Coordinate labeling data
<<<<

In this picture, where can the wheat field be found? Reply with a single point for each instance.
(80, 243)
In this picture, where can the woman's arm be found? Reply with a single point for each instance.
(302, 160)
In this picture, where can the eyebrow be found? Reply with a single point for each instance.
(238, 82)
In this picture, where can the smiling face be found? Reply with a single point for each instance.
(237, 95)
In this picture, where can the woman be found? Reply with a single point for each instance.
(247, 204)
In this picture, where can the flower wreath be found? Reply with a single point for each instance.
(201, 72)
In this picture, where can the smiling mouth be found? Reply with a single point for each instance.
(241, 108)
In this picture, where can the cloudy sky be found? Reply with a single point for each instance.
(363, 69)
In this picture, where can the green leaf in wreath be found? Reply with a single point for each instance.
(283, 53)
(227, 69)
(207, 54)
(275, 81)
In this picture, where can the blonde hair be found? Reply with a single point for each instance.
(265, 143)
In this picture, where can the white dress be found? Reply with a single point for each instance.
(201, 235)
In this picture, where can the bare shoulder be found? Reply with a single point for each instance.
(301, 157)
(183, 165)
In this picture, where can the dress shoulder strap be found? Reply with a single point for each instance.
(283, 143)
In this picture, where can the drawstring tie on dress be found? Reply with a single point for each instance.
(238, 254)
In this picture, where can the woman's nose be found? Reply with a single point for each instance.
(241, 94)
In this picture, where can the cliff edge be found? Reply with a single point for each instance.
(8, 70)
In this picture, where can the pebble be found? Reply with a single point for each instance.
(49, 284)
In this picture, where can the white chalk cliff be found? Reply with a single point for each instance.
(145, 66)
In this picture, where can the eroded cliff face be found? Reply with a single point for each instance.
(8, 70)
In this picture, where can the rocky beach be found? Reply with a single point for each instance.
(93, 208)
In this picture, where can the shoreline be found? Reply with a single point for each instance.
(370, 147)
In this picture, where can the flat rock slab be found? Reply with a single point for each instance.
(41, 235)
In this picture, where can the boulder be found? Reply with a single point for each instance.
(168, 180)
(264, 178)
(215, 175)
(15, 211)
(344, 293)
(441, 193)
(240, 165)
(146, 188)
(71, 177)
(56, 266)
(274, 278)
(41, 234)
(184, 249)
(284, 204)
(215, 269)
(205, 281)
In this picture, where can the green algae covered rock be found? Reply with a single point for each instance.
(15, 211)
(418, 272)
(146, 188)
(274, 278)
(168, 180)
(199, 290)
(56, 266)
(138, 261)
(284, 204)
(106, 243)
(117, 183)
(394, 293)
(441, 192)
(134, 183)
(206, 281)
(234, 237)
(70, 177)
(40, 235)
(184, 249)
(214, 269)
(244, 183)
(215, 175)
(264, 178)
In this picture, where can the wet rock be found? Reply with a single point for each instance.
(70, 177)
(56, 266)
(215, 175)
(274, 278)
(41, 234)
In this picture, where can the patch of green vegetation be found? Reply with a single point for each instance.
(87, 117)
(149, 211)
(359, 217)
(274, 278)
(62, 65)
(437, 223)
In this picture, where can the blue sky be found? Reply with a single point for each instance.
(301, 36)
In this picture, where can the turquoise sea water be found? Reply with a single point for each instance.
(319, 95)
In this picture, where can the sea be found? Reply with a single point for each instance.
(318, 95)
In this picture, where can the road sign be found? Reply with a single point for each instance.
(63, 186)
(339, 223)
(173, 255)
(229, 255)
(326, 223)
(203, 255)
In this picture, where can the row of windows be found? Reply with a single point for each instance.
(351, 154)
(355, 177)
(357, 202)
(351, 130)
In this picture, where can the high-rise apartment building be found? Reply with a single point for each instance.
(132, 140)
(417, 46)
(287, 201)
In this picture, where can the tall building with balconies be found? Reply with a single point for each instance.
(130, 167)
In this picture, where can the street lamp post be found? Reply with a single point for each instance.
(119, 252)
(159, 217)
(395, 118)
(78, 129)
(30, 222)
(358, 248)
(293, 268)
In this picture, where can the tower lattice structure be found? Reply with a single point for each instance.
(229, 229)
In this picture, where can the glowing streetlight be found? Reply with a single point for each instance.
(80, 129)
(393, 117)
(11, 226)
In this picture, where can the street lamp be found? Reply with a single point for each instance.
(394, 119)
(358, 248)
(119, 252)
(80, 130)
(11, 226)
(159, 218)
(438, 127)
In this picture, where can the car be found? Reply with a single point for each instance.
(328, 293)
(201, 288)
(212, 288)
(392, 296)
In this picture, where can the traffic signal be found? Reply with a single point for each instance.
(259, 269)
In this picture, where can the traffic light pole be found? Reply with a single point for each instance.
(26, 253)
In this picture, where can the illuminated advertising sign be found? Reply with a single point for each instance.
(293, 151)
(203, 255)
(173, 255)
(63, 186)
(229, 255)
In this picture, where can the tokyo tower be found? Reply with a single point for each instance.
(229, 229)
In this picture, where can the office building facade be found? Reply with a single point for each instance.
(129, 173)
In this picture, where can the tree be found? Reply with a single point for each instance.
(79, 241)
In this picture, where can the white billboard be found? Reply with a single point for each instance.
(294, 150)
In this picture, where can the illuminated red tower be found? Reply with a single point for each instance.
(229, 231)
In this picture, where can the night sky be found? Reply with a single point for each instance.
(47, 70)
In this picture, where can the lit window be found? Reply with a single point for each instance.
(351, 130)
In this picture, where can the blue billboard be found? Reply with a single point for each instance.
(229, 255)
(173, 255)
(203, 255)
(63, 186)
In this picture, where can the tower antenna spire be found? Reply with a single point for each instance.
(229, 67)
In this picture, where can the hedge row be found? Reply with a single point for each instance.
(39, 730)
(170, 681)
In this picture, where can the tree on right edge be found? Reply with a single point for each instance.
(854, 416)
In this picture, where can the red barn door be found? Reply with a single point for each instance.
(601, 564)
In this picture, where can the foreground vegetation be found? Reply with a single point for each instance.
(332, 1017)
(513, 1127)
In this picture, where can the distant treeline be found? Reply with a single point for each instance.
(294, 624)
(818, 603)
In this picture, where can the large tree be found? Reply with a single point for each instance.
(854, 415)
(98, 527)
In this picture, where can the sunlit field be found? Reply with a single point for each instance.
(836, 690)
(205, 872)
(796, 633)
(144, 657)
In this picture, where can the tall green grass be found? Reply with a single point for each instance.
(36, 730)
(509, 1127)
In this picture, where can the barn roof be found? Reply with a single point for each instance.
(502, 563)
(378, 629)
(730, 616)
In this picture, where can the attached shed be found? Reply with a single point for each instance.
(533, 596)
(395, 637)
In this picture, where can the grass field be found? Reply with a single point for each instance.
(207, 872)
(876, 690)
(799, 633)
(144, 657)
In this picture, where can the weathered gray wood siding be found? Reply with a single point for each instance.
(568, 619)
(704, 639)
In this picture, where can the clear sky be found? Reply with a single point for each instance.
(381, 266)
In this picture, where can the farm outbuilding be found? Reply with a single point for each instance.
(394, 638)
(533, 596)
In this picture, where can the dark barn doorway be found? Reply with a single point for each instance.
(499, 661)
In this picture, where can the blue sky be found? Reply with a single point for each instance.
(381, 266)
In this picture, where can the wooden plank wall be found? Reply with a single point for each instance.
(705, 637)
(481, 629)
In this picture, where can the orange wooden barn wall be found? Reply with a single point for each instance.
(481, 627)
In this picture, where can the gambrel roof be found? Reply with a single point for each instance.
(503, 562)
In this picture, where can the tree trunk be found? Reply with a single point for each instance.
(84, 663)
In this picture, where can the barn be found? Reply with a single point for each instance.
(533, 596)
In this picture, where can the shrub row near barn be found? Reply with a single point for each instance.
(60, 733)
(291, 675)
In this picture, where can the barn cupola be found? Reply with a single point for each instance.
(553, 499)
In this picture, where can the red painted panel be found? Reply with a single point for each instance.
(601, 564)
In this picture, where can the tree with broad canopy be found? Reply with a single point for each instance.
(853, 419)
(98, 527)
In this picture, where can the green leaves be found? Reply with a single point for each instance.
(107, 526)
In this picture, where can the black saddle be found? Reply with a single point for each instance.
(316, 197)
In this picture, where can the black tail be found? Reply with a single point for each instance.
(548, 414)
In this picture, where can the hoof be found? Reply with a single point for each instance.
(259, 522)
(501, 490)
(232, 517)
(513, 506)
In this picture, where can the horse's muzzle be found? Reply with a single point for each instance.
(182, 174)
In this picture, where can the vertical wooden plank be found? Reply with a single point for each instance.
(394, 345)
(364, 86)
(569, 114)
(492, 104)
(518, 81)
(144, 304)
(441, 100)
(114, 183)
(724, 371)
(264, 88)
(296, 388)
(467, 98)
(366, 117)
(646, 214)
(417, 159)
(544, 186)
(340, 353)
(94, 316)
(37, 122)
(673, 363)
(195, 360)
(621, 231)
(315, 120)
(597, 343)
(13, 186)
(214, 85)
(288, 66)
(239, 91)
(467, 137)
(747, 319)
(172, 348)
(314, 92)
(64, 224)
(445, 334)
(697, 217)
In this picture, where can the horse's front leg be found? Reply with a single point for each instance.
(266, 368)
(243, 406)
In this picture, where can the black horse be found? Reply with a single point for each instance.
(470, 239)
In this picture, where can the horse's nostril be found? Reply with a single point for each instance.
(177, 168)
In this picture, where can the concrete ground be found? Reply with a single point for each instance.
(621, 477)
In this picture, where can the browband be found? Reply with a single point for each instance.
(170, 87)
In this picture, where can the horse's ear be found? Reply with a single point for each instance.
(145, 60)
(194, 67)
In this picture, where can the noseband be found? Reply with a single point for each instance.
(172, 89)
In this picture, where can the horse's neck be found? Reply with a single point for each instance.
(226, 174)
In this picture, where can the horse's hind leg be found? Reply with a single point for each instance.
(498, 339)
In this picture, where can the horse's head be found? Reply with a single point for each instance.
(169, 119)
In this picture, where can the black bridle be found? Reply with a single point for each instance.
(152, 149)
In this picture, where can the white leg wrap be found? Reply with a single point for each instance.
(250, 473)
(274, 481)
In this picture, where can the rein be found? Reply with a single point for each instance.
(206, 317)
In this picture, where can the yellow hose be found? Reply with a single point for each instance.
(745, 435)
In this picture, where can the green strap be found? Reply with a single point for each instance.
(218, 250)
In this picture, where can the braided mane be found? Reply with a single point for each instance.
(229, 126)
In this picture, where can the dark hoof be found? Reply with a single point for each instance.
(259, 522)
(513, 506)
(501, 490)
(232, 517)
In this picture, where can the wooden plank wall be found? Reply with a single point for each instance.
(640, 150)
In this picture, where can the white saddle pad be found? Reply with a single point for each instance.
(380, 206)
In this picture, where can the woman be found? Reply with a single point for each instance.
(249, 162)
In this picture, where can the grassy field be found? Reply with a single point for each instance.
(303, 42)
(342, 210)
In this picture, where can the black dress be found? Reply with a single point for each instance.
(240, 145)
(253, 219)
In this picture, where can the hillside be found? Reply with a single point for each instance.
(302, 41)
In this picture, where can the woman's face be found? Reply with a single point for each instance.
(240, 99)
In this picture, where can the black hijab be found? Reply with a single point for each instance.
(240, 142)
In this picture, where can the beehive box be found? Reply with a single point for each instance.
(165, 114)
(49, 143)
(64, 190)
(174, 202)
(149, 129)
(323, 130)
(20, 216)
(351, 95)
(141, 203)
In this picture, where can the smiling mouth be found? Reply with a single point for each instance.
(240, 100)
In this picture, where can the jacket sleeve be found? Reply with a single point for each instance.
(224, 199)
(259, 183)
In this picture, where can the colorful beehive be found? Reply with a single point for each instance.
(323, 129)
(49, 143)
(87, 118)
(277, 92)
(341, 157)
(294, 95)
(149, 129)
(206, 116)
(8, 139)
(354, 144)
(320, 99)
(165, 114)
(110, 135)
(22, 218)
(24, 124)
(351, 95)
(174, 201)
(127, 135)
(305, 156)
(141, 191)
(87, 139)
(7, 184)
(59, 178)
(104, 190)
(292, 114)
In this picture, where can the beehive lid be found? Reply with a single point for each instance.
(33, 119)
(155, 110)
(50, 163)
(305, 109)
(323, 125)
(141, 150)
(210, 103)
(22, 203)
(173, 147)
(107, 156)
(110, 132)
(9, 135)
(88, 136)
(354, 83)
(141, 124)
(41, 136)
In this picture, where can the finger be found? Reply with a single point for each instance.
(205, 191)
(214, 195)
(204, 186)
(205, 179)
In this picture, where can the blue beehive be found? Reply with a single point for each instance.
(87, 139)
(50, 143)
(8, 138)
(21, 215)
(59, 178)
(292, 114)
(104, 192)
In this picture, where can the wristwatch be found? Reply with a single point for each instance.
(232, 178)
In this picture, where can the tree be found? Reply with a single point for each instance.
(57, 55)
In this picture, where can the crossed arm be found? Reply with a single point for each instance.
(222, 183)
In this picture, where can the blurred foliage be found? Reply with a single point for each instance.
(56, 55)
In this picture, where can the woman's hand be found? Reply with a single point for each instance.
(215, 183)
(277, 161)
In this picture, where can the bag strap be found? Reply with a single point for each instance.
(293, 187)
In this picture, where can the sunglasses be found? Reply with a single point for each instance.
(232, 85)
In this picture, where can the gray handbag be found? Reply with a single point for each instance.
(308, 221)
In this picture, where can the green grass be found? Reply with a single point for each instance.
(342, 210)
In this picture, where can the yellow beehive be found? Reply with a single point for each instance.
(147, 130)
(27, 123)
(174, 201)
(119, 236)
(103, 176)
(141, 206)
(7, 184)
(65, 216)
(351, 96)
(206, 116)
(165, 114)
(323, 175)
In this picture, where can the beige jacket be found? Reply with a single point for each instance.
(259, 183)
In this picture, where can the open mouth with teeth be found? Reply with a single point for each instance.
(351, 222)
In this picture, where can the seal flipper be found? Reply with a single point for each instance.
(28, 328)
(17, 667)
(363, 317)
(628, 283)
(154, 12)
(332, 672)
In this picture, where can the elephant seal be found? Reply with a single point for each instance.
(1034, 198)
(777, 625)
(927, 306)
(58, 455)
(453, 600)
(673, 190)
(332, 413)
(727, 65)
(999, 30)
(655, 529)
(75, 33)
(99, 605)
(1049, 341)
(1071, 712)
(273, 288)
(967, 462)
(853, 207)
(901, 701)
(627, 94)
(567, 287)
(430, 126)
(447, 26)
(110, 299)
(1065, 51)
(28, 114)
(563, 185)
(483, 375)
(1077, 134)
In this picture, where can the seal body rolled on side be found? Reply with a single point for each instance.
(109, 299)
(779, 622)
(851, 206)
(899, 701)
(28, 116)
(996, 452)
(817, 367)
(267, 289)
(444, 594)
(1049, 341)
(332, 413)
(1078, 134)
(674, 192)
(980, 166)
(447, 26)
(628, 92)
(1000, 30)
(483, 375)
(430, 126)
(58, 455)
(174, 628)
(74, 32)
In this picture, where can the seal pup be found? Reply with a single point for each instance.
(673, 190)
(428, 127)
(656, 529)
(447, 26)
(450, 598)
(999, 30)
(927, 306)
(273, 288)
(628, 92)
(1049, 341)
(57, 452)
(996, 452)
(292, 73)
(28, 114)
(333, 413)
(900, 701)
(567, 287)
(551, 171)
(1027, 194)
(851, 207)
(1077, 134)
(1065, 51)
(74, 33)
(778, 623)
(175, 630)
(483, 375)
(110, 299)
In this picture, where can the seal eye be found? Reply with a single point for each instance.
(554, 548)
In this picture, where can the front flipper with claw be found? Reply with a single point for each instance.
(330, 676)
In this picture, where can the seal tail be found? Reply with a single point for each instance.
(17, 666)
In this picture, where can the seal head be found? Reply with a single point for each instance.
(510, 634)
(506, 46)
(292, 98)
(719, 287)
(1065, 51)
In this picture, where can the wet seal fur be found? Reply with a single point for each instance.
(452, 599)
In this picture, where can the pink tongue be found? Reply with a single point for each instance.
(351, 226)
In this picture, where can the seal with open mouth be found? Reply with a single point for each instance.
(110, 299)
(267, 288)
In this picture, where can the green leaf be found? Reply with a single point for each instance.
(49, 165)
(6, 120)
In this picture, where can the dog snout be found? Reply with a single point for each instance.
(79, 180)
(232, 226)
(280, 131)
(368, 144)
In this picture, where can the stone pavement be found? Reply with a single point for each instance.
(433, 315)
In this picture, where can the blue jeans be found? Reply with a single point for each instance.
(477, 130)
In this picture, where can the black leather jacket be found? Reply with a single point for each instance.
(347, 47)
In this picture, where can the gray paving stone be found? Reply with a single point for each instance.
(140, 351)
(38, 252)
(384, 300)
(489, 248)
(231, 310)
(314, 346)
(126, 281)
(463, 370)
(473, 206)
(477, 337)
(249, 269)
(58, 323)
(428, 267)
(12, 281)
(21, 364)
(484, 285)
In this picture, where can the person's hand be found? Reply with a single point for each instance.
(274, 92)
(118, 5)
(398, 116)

>>>>

**Required work:**
Reproduce, word for word, only the lines from the one that contains "In this picture, where can the wet seal" through the final line.

**Task output:**
In this picture, where can the wet seal fur be found? Reply with a single point for each instance.
(452, 599)
In this picture, where can the pink tongue be found? Reply with a single point for each instance.
(351, 226)
In this picture, where can the seal with open mouth be found? Reply with a single point for each instance.
(110, 299)
(267, 288)
In this picture, where can the green leaf be found? Reply with a single point for each instance.
(49, 165)
(6, 120)
In this picture, where can the dog snout be found? Reply with a single point for each instance.
(79, 180)
(232, 226)
(280, 131)
(368, 144)
In this picture, where can the stone pavement be found? Reply with a single point for each instance.
(433, 315)
In this picture, where can the blue jeans be found? Reply with a single point for each instance.
(477, 130)
In this picture, where can the black leather jacket be found? Reply with a single point for each instance.
(347, 47)
In this picture, where can the gray paving stone be found? Reply with a single point for each instance.
(140, 351)
(38, 252)
(384, 300)
(489, 248)
(231, 310)
(314, 346)
(126, 281)
(463, 370)
(473, 206)
(477, 337)
(249, 269)
(58, 323)
(428, 267)
(12, 281)
(21, 364)
(484, 285)
In this picture, where can the person's hand be found? Reply with a single point for each instance.
(274, 92)
(118, 5)
(398, 116)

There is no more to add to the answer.